▸ Texto fornecido
Já aqui se falou de John Gibbons, da sua
estadia na aldeia transmontana de Coleja e do seu livro I Gathered No Moss/Não Criei Musgo, uma das grandes obras – das maiores!
– escritas por um estrangeiro sobre o Portugal do século XX. A obra, reeditada
pela Câmara Municipal de Carrazeda de Ansiães, não é fácil de encontrar, pelo
que bem justificaria uma difusão mais ampla. Escolheu-se um trecho, entre
muitos, da edição portuguesa, com tradução de Maria João Pacheco de Amorim.
Agora que começo a conhecer a povoação
onde estou um poucochinho melhor, vejo que é perfeitamente civilizada. Civilizada
a seu modo, não ao modo de Londres. Pode levar-me um tempo incrível a trepar ou
a descer esta montanha, mas qualquer criança daqui consegue andar sobre estas pedras
e seixos com a mesma facilidade com que eu atravesso uma rua de cidade.
Provavelmente, algumas destas pessoas ter-se-iam perdido em Londres. Será
possível imaginar um português sem saber uma palavra de inglês, digamos, qual
ilha de Eros encalhada no meio de Picadilly Circus? Um português já entrado na
idade, de vistas curtas e particularmente estúpido, sempre desajustado dos sinais
do polícia-sinaleiro, um português demasiado tímido para tentar a sua sorte
fazendo perguntas a quem vai a passar? Todas estas coisas nos parecem tão
simples, que nem nos detemos a pensar nelas, ,as imaginemos que ele escrevia
para o seu país, contando as impressões sobre Londres: cidade bastante pequena,
de alguns quilómetros quadrados, cidadezinha monótona, cidadezinha ridícula da
qual se torna impossível sair até às duas da manhã, altura em que as retretes
mais próximas estão estranhamente fechadas! Não poderia ser qualquer coisa
parecida com isto? Estou quase na posição daquele pobre português, só que aqui
ninguém seria tão tolo, e eu continuo a sê-lo. Ou, pelo menos, fui-o durante o
primeiro ou segundo dias.

▸ Tarefas
1. Diga se cada afirmação concorda com o texto fornecido, respondendo sim ou não e citando as palavras do texto que o decidem: (a) A obra foi reeditada pela Câmara Municipal de Carrazeda de Ansiães. (b) O livro é fácil de encontrar. (c) No trecho, a povoação é descrita como pouco civilizada.
2. Segundo o texto fornecido, em que aldeia transmontana esteve John Gibbons?

▸ Lista de linhas

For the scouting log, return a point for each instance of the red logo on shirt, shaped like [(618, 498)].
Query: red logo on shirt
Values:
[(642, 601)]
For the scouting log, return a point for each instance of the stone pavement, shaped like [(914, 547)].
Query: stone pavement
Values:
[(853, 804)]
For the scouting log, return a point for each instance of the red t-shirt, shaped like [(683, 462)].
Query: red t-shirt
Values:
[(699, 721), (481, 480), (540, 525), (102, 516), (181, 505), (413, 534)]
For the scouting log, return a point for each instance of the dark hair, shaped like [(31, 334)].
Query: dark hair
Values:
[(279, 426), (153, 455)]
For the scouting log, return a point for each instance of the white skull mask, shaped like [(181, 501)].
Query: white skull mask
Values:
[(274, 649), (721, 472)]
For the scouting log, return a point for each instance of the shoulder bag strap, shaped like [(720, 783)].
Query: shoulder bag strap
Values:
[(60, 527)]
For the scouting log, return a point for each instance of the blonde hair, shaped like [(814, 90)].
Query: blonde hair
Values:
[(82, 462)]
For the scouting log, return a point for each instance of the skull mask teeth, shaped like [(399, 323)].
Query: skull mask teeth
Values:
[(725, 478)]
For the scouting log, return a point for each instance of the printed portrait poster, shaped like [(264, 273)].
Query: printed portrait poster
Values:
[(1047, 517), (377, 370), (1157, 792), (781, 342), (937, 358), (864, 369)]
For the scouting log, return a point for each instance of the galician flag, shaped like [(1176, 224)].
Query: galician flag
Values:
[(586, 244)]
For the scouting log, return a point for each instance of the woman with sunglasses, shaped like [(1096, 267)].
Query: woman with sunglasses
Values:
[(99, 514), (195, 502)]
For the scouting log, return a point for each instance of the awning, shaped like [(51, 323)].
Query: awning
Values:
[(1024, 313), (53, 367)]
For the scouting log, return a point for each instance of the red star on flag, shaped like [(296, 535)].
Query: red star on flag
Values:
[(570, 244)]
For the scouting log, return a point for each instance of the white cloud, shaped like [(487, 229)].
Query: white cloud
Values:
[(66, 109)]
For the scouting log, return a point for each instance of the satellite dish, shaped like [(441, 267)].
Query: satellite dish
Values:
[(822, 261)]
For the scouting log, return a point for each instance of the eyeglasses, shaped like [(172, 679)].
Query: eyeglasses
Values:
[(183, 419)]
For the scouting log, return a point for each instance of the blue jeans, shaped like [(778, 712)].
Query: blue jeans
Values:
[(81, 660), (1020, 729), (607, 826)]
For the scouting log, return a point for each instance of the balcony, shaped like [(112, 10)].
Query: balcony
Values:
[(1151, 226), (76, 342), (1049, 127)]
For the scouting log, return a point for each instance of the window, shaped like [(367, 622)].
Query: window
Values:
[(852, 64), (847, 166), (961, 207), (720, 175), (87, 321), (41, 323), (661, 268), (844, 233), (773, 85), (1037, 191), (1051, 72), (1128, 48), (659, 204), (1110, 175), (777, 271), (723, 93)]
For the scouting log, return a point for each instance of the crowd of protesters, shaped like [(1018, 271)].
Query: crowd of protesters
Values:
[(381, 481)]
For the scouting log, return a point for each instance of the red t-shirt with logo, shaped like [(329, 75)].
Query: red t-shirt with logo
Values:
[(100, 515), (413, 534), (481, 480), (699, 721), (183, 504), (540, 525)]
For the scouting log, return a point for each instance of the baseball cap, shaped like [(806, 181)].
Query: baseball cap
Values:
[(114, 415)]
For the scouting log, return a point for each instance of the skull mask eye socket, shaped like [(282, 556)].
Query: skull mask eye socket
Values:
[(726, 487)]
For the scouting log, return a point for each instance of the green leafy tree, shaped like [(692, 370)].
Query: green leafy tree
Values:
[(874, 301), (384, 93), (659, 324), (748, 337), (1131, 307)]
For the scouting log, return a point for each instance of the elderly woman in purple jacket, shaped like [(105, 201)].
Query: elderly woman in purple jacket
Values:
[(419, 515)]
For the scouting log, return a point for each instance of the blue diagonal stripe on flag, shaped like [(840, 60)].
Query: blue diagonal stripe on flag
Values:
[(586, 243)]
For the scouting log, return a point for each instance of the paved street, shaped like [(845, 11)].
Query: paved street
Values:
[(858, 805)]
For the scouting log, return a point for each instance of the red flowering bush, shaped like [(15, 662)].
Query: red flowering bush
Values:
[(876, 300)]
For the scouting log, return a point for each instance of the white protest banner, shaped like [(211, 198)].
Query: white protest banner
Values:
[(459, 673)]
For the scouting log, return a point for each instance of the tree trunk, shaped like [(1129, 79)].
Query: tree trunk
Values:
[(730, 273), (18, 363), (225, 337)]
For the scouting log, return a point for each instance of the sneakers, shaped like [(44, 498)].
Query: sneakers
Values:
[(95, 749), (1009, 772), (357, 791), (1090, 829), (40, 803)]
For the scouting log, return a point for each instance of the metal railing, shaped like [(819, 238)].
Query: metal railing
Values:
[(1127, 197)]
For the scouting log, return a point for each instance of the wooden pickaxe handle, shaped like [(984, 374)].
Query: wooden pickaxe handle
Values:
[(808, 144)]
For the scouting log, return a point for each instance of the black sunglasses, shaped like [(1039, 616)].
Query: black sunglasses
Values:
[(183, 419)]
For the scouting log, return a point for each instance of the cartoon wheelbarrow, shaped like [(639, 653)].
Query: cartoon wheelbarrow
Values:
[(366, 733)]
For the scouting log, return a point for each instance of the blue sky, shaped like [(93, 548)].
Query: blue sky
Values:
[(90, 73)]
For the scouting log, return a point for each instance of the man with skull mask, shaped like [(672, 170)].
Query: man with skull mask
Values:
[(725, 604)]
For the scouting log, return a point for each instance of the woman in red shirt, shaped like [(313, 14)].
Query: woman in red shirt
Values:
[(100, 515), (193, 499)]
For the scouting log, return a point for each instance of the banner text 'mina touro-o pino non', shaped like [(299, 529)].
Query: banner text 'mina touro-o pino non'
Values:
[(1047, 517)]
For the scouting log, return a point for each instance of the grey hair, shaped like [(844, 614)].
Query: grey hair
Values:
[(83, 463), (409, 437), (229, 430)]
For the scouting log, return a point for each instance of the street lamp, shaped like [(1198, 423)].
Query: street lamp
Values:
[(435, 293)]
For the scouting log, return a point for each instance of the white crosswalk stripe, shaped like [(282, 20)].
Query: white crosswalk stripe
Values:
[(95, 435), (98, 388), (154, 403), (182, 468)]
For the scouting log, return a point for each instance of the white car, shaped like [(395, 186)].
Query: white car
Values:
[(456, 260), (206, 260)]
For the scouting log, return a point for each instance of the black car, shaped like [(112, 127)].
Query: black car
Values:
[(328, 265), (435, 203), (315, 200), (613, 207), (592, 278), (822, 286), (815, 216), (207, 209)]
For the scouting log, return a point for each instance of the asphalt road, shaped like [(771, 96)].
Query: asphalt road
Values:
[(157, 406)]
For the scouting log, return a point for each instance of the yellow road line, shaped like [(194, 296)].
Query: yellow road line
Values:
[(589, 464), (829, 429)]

▸ Soluções por tarefa
1.
(a) Sim: «A obra, reeditada pela Câmara Municipal de Carrazeda de Ansiães».
(b) Não: «não é fácil de encontrar».
(c) Não: «vejo que é perfeitamente civilizada».

2. Em Coleja.